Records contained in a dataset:
· · · · · · ·

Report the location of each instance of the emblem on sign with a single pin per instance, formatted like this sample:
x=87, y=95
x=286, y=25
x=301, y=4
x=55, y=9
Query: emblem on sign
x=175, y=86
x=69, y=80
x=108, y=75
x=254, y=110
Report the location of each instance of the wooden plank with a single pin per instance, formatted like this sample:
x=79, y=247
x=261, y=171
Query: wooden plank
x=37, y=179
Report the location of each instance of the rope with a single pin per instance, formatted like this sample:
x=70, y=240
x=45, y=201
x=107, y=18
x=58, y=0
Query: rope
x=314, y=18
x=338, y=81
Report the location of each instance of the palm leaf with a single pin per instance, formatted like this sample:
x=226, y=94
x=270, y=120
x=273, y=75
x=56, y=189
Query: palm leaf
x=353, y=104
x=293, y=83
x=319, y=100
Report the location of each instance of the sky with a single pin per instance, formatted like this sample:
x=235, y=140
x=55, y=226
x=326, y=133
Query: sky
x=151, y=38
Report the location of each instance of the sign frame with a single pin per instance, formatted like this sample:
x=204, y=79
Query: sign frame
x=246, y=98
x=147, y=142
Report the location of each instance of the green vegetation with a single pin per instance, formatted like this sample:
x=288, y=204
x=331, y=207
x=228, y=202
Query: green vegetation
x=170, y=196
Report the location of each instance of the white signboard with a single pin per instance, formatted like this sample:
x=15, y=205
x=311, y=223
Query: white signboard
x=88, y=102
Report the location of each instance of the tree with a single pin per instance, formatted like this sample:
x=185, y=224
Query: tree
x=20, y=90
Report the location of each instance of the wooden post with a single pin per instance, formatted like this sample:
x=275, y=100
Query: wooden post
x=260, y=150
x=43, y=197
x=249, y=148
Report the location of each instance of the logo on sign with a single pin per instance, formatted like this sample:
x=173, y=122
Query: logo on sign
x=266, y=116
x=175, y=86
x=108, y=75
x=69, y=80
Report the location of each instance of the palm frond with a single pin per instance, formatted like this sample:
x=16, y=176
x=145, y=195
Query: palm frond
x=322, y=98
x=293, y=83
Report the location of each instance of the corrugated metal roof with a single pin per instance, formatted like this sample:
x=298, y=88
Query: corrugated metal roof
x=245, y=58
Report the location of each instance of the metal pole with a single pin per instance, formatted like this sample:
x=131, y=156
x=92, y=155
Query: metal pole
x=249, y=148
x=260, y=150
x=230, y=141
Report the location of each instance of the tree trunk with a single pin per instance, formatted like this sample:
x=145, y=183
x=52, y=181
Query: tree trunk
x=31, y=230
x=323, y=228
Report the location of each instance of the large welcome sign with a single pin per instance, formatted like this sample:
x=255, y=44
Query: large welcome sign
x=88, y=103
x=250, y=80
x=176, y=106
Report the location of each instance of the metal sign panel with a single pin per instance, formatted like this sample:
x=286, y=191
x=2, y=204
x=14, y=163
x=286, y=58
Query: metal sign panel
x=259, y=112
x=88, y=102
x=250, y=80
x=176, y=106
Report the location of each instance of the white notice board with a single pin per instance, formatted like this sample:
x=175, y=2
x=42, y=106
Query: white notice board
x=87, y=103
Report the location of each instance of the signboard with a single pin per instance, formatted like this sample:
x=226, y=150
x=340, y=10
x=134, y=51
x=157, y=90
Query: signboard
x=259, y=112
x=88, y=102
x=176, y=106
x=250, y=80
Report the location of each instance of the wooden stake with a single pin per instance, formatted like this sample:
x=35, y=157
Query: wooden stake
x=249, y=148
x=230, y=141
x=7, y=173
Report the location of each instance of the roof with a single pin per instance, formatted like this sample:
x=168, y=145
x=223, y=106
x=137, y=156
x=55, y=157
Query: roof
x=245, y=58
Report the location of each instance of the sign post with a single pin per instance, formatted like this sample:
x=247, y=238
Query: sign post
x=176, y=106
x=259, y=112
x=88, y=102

· · · · · · ·

§ **EXERCISE DESCRIPTION**: When copying the data above, keep every line exactly as written.

§ **YOUR RESPONSE**:
Report the location of each instance of the emblem on sign with a single pin per instance, formatted like this sample:
x=87, y=95
x=286, y=25
x=301, y=4
x=55, y=9
Query: emblem on sign
x=175, y=86
x=69, y=80
x=108, y=75
x=254, y=110
Report the location of each instance of the wooden plank with a single pin per instance, formatted like this sample:
x=79, y=247
x=261, y=171
Query: wooden plank
x=37, y=179
Report the location of each instance of the rope with a single pin per instance, formatted like this sample:
x=70, y=240
x=45, y=201
x=107, y=18
x=58, y=0
Query: rope
x=314, y=18
x=338, y=81
Report the location of each instance of the palm leaf with a single pin per instance, formatted like this sample:
x=226, y=94
x=270, y=120
x=273, y=75
x=56, y=189
Query: palm leaf
x=353, y=104
x=293, y=83
x=319, y=100
Report the location of each instance of the sky with a single pin per instance, formatted like this sample:
x=235, y=140
x=55, y=226
x=326, y=133
Query: sky
x=151, y=38
Report the location of each instance of the sign frame with a single pin per instance, formatted like this sample:
x=204, y=79
Query: sign frame
x=246, y=98
x=147, y=142
Report the location of each instance of the green vegetation with a single pin per instance, formatted like this sample:
x=288, y=204
x=331, y=207
x=228, y=202
Query: green vegetation
x=170, y=196
Report the location of each instance of the white signboard with a single pin per instance, formatted like this sample:
x=15, y=205
x=311, y=223
Query: white signboard
x=88, y=102
Report the location of each instance of the tree with a single pin per instance, formatted like this sample:
x=185, y=224
Query: tree
x=20, y=90
Report the location of each instance of the wooden post with a single pin per instance, formatted like this sample:
x=275, y=100
Query: wooden post
x=260, y=150
x=43, y=197
x=249, y=148
Report the location of each instance of the logo on sign with a single pin per instance, formatted like this sample:
x=173, y=122
Query: logo on sign
x=266, y=116
x=175, y=86
x=108, y=75
x=69, y=80
Report the location of each instance of the palm frond with a single pin per instance, formatted like this sample:
x=16, y=176
x=145, y=195
Query: palm frond
x=322, y=98
x=293, y=83
Report the location of each instance of the corrugated metal roof with a single pin per instance, formatted like this sample:
x=298, y=88
Query: corrugated metal roof
x=245, y=58
Report the location of each instance of the metal pole with a single pin per instance, formatted like this sample:
x=131, y=156
x=92, y=155
Query: metal pole
x=249, y=148
x=260, y=150
x=230, y=141
Report the location of each instance of the tree trunk with a single pin per instance, formatted like this sample:
x=145, y=183
x=52, y=181
Query: tree trunk
x=31, y=230
x=323, y=228
Report the location of each instance of the large welcome sign with a single pin per instance, formatted like this sample:
x=255, y=44
Query: large welcome sign
x=88, y=103
x=250, y=80
x=176, y=106
Report the location of each instance of the metal sign panel with a single pin per instance, formatted like this sample:
x=286, y=191
x=2, y=204
x=14, y=163
x=286, y=58
Query: metal sign panel
x=259, y=112
x=88, y=102
x=250, y=80
x=176, y=106
Report the location of each instance of the white notice board with a single pin per instance, formatted like this sample:
x=175, y=2
x=42, y=106
Query: white notice board
x=87, y=103
Report the location of each instance of the signboard with a single pin per instance, formatted like this sample:
x=226, y=150
x=340, y=10
x=134, y=51
x=157, y=90
Query: signboard
x=259, y=112
x=88, y=102
x=176, y=106
x=250, y=80
Report the location of each instance of the wooden stake with a single pin per instance, formatted like this sample:
x=35, y=157
Query: wooden stake
x=249, y=148
x=230, y=141
x=7, y=173
Report the location of each instance of the roof with a single pin per instance, formatted like this sample:
x=168, y=145
x=223, y=106
x=137, y=156
x=55, y=157
Query: roof
x=245, y=58
Report the location of each instance of the sign post with a single pin per instance, formatted like this sample:
x=247, y=238
Query: sign post
x=176, y=106
x=259, y=112
x=88, y=102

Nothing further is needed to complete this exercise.